INSTRUÇÃO:
Diga, por favor, se cada afirmação a seguir concorda com o trecho selecionado, respondendo sim ou não e citando entre aspas as palavras do trecho que decidem: (a) o despertador que fica no criado-mudo é florido; (b) ao checar as horas antes de levantar, quem narra vê que são 02:00; (c) diante do espelho, quem narra encontra o primeiro fio de cabelo branco.

TRECHO SELECIONADO:
⁂

Uma ruga a cada história

Estou cansada, mas a insônia me impede de dormir. Qualquer ruído me deixa mais atenta: um galo “desregulado” que canta antes da meia-noite; um bêbado que atravessa a rua falando bobagens; o barulho da T.v do vizinho e é claro, ele, o irritante tic-tac do despertador florido, que repousa no criado mudo.

As horas passam, até que eu perca totalmente a noção do tempo. O corpo praticamente implora pra sair da cama de espinhos em que me encontro. Tento lutar contra isso, em vão.A mente não para de trabalhar e por mais que eu me esforce não consigo adormecer. Decido levantar, mas antes checo as horas: 03:00, como sempre.

Vou até o banheiro , jogo água no rosto várias vezes e, por alguns instantes, fito a minha imagem no espelho.

Olho no olho é o suficiente para que meu baú de memórias se abra. Recordo meus 24 anos em pouco mais de dez minutos, uma retrospectiva dos melhores momentos. Depois dessa viagem interior, percebo-me ali, sozinha, na madrugada de um dia quente, na frente de um espelho tentando decifrar-me. Inspeciono cada canto de minha face e dos meus cabelos castanhos escuros, percebo um filho único: meu primeiro fio de cabelo branco. Me assusta a ideia de que estou envelhecendo e sorrio, pois acho engraçado  estar refletindo sobre isso agora, tão jovem.

⁂

LINHAS LISTADAS:
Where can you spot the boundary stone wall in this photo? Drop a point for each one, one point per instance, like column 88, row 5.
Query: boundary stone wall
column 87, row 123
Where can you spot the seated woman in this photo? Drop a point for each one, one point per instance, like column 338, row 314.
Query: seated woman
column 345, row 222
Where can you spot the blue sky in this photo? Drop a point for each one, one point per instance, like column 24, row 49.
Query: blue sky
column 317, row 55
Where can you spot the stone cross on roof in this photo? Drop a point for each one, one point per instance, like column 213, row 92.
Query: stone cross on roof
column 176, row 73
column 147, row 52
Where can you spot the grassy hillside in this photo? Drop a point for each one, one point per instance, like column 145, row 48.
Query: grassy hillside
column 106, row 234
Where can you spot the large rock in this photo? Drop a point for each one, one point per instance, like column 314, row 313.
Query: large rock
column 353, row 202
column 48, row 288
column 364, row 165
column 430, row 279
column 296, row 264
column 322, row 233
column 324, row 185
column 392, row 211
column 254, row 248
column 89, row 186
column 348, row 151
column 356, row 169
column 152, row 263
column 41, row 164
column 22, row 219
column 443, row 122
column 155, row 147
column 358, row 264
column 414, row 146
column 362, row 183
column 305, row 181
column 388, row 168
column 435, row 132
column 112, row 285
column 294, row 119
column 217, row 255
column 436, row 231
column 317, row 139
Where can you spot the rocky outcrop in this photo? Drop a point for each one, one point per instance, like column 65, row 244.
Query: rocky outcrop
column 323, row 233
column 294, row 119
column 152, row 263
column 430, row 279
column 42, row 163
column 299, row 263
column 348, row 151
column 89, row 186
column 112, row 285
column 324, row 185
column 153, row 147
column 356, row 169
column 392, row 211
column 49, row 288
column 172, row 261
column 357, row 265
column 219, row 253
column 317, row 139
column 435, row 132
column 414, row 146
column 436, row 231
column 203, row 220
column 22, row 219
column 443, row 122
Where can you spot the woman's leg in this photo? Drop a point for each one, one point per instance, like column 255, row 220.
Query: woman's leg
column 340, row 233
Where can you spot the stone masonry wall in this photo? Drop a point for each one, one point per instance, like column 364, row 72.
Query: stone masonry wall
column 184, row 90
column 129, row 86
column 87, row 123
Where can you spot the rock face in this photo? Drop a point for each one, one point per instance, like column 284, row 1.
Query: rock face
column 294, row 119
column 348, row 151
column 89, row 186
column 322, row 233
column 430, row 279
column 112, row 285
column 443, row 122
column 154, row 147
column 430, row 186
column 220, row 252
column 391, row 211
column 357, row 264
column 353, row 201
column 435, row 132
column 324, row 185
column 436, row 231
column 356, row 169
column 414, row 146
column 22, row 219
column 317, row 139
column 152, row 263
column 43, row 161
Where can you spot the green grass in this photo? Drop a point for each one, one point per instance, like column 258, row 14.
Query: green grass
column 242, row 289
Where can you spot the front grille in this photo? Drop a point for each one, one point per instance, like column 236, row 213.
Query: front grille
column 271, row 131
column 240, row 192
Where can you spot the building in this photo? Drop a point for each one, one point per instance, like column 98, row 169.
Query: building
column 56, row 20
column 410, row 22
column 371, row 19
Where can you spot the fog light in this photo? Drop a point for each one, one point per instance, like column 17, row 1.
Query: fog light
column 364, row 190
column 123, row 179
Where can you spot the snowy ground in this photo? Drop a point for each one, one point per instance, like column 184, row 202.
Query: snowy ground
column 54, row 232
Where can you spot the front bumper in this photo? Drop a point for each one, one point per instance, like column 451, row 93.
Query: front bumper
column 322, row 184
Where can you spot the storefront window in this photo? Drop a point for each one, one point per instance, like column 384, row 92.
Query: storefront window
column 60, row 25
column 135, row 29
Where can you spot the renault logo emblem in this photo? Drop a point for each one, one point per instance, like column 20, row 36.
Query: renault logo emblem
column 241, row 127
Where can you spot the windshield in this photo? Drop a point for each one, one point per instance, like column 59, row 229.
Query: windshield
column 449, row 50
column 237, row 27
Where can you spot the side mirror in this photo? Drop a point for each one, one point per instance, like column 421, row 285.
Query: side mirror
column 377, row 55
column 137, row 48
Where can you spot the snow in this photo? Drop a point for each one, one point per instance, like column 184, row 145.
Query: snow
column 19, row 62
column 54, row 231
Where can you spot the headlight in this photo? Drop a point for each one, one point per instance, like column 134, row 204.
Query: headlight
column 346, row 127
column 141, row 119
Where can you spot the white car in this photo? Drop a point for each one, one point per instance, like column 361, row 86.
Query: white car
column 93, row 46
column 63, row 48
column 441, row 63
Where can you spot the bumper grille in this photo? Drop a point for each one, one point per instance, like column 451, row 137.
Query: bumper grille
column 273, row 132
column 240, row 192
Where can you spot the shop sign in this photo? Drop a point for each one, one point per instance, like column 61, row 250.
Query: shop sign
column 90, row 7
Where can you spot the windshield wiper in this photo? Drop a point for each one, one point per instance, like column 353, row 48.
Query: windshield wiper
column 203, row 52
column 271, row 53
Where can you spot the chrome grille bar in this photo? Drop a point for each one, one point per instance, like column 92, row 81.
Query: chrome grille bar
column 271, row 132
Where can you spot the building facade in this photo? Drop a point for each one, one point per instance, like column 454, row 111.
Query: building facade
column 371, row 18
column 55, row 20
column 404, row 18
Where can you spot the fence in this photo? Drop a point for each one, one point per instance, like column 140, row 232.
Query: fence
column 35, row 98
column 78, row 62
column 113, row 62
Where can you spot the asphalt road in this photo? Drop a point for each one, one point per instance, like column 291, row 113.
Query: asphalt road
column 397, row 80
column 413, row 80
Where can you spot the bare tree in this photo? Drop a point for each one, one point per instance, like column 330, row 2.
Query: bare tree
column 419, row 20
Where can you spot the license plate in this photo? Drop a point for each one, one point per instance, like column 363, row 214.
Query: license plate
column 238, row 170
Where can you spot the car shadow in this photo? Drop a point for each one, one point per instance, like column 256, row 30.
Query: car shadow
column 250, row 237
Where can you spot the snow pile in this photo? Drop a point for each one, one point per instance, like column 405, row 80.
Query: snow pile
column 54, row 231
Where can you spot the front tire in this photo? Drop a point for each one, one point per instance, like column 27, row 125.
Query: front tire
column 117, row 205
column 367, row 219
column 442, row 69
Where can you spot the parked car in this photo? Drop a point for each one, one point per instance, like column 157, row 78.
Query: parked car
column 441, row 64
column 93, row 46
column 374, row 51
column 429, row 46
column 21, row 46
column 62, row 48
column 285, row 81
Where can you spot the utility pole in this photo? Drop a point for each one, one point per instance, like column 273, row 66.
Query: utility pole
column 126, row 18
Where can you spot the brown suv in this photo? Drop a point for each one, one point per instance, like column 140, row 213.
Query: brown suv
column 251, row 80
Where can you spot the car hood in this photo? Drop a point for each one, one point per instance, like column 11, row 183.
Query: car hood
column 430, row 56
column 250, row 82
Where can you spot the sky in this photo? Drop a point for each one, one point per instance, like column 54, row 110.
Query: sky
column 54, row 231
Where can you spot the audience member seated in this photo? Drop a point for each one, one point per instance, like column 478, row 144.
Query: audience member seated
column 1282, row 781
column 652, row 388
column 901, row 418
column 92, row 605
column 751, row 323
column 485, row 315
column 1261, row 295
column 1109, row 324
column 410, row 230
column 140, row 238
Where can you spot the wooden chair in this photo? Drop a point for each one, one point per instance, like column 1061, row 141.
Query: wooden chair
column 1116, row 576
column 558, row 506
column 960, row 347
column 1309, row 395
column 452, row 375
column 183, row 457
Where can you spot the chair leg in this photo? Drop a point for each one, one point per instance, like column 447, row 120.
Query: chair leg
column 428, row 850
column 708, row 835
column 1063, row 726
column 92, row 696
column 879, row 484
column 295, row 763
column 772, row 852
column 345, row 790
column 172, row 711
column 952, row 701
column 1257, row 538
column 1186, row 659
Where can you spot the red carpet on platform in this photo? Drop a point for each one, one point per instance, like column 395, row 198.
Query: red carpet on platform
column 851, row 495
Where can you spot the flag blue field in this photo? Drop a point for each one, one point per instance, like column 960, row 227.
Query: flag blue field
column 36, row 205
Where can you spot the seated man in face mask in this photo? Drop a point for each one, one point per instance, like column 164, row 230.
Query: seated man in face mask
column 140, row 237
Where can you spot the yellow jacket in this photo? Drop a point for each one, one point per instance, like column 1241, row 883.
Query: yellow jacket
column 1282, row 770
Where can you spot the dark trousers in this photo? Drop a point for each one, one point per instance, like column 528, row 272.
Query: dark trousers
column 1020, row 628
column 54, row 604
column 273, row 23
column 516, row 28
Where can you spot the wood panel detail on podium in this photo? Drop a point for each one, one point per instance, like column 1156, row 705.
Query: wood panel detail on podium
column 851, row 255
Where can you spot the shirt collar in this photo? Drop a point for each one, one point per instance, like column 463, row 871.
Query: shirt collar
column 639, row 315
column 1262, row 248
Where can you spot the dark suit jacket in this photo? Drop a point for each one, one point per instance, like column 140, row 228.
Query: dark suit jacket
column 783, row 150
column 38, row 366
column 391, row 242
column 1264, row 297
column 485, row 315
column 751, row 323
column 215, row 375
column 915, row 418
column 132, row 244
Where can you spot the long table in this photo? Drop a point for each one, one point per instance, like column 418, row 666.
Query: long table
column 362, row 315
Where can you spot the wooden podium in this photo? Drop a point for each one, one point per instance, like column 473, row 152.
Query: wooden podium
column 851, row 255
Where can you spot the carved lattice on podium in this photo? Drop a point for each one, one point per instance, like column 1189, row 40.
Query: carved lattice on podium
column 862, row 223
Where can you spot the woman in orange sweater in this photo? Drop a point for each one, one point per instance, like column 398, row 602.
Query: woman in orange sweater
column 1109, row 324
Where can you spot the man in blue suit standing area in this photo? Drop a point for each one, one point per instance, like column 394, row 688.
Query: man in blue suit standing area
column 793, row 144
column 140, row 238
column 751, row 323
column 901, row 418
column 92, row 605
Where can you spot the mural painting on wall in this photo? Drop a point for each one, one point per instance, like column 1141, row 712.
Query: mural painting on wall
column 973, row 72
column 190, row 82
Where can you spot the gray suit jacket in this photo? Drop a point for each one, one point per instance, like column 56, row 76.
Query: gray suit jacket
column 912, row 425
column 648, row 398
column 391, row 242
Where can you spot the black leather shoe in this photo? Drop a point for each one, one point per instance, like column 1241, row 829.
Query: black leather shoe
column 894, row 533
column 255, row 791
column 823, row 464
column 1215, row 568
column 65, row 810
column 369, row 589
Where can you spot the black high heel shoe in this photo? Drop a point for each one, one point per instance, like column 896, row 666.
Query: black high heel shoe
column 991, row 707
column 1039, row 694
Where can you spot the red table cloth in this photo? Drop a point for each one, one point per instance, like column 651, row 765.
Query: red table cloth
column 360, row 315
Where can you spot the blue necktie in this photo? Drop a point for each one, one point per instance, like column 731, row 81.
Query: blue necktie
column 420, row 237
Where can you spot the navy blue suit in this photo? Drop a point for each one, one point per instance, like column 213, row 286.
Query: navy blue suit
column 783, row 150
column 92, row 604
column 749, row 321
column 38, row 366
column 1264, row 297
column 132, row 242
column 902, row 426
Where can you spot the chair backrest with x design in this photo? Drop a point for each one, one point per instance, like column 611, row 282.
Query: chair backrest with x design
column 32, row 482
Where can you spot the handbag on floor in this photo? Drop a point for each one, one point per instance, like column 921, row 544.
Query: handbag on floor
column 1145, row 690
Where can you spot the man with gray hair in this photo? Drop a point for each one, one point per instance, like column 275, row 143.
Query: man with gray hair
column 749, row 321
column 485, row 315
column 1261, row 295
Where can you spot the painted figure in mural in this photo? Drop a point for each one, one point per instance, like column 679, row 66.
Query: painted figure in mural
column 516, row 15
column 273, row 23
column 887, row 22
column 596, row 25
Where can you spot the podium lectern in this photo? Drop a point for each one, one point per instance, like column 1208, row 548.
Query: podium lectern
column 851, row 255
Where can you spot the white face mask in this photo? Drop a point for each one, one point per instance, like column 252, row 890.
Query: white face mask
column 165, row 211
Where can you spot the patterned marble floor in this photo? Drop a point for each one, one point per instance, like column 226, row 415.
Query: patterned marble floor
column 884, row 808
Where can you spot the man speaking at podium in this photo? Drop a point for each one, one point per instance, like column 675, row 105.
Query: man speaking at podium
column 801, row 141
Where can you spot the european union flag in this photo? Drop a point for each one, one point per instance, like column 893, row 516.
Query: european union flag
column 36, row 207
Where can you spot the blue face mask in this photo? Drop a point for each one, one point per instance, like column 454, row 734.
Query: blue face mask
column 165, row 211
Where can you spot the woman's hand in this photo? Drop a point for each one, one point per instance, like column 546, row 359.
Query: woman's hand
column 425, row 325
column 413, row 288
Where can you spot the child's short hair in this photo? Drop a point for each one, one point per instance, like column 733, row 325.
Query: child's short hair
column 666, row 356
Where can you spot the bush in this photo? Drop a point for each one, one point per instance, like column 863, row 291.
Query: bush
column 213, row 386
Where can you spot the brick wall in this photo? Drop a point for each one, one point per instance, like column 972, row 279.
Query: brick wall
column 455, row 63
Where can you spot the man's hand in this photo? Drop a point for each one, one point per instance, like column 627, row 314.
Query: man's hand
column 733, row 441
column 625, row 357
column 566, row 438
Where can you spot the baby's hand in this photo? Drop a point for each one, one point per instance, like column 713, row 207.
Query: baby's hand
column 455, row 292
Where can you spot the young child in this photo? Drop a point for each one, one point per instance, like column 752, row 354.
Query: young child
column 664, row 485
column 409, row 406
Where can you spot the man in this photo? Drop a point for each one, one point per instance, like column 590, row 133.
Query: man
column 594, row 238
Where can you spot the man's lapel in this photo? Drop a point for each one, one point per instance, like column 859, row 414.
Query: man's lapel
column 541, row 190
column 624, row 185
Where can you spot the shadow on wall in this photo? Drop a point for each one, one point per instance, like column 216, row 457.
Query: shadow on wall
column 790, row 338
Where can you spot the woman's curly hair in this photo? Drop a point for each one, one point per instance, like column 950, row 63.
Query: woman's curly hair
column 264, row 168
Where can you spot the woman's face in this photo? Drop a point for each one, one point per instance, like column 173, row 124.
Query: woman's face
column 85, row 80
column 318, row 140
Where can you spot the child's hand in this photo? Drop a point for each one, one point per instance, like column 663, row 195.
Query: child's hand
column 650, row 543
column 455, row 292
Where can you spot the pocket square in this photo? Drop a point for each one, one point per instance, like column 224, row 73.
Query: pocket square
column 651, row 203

⁂

RESOLUÇÃO DO EXERCÍCIO:
(a) Sim: "o irritante tic-tac do despertador florido, que repousa no criado mudo".
(b) Não: "checo as horas: 03:00, como sempre".
(c) Sim: "percebo um filho único: meu primeiro fio de cabelo branco".